Given exercise: Copy every line from the one containing "Every instance of the collared" down through the end of the rows below, unchanged. Leave out the pictures.

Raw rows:
******
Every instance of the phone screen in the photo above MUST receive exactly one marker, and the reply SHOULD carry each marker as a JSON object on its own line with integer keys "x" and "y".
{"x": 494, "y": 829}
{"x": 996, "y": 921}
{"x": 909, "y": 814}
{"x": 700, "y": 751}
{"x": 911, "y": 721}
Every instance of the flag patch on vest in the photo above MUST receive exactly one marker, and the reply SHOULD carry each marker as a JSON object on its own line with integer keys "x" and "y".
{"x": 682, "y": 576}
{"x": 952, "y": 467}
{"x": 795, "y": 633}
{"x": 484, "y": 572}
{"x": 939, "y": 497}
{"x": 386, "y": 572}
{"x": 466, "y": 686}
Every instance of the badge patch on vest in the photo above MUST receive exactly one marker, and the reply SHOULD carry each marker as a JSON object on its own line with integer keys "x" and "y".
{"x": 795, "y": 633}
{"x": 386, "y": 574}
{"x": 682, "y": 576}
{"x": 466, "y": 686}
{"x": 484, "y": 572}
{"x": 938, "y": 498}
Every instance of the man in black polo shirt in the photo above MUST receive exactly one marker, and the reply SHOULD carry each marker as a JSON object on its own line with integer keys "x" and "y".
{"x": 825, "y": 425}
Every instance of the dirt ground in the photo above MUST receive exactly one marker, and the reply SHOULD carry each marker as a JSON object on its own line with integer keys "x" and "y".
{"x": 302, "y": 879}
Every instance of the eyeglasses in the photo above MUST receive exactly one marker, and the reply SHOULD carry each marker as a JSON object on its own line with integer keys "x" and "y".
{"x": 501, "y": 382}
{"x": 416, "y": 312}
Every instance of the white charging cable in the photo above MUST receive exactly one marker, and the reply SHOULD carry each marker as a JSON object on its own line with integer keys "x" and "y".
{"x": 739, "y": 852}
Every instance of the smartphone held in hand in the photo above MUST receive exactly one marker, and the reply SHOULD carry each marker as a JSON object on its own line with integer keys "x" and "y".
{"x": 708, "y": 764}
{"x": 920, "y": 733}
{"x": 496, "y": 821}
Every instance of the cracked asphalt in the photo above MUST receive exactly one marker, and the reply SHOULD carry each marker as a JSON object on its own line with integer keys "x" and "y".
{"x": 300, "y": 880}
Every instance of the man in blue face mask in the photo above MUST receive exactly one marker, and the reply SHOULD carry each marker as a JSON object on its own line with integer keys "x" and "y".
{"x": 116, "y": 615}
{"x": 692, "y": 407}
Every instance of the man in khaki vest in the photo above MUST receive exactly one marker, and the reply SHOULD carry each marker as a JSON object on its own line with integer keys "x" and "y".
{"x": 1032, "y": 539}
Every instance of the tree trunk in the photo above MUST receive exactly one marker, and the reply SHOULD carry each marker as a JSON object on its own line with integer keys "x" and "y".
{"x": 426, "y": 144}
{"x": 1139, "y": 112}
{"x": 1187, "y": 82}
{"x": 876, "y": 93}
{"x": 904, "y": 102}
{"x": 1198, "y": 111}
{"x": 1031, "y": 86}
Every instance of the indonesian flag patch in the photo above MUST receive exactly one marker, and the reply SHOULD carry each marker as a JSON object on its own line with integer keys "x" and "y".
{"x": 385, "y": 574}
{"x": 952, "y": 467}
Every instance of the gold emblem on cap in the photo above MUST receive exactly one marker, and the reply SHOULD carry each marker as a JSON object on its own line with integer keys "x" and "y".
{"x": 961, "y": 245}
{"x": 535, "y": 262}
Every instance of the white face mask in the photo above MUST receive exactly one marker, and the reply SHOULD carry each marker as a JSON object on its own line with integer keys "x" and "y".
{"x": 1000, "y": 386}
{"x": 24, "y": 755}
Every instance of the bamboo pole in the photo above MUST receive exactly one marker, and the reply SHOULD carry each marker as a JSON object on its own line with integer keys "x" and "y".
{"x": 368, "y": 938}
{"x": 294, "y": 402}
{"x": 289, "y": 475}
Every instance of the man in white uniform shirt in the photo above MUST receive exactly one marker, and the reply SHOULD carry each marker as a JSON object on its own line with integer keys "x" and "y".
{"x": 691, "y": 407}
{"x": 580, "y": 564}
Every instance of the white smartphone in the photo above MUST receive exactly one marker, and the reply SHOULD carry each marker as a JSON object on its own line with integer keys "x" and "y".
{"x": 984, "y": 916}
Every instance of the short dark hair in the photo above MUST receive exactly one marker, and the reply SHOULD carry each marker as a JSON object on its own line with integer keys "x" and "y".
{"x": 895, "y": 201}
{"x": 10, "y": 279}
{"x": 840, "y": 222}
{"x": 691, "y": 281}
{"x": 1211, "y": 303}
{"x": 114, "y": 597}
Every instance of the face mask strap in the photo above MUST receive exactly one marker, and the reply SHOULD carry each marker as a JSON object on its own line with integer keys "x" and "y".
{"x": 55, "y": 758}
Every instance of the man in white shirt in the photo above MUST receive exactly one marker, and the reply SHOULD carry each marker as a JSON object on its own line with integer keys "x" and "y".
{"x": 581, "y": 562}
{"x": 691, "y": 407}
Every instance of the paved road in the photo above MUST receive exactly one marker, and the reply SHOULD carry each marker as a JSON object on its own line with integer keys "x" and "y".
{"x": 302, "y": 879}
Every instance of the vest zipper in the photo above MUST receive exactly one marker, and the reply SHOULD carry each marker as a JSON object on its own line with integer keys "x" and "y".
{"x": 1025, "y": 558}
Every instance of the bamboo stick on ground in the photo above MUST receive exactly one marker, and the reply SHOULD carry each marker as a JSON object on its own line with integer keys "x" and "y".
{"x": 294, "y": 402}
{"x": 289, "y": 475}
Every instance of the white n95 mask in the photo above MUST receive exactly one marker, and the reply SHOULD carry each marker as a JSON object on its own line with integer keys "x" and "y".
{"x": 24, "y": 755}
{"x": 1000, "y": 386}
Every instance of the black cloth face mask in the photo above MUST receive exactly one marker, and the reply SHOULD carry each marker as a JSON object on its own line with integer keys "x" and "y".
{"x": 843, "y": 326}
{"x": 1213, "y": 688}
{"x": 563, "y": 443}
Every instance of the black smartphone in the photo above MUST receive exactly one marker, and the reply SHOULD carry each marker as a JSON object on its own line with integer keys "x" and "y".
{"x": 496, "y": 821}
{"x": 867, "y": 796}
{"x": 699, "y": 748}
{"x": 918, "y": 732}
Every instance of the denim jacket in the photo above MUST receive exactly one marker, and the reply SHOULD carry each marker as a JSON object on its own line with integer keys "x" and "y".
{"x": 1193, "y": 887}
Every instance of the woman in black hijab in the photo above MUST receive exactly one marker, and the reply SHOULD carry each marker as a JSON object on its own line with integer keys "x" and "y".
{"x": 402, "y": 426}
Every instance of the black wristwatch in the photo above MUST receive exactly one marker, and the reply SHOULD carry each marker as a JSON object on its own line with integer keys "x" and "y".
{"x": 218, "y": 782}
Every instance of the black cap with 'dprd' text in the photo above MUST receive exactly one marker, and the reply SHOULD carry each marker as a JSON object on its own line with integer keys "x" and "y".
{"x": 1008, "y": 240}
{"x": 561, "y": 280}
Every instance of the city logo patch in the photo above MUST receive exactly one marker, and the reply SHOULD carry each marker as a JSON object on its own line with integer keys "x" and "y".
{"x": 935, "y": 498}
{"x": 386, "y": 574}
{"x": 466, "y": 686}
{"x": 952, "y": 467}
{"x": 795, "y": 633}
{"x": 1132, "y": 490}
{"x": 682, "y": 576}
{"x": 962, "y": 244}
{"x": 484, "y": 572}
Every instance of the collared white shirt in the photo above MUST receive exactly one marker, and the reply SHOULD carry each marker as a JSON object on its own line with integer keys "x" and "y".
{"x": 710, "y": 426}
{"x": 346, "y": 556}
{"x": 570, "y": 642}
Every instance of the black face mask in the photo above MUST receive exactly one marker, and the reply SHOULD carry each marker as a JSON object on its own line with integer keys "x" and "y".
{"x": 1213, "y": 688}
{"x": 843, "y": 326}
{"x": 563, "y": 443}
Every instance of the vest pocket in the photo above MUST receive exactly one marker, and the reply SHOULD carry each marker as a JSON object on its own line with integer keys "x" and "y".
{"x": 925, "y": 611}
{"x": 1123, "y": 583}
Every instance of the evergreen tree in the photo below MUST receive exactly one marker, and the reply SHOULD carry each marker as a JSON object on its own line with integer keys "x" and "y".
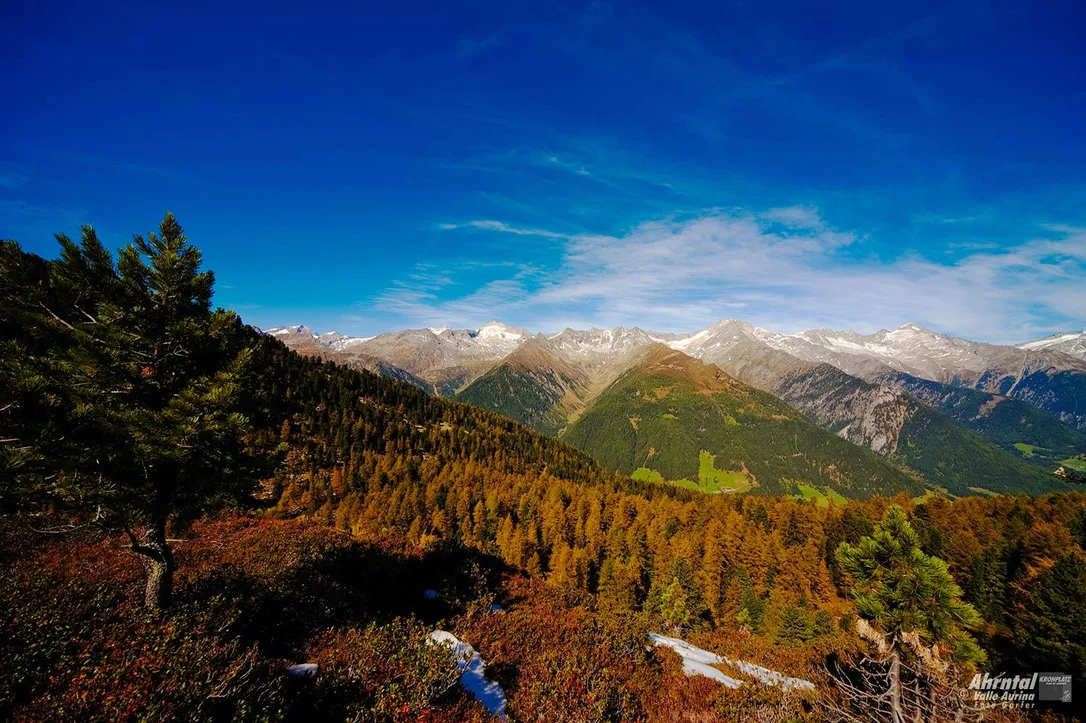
******
Problem solution:
Every instance of the collared white shirt in the photo above MUST receive exactly one marker, and the reply SHOULD carry each marker as a JSON object on its own line with integer keys "x" and "y".
{"x": 710, "y": 426}
{"x": 346, "y": 556}
{"x": 570, "y": 642}
Every instance of the black face mask in the photo above MUST receive exactly one marker, and the reply SHOULD carry each marker as a JSON object on its own line with integer keys "x" and "y".
{"x": 1213, "y": 688}
{"x": 843, "y": 326}
{"x": 563, "y": 443}
Every instance of the vest pocket in the photo above MUST receive exactly one marker, and the reply SHOULD carry each marker as a JSON object on its own line with integer keys "x" and "y".
{"x": 925, "y": 611}
{"x": 1123, "y": 583}
Every instance of the evergreen tree in the photo below MUST receive exactly one marker, and the reply SHOULD carry each marker as a JSON object on its own line with integer keys "x" and "y".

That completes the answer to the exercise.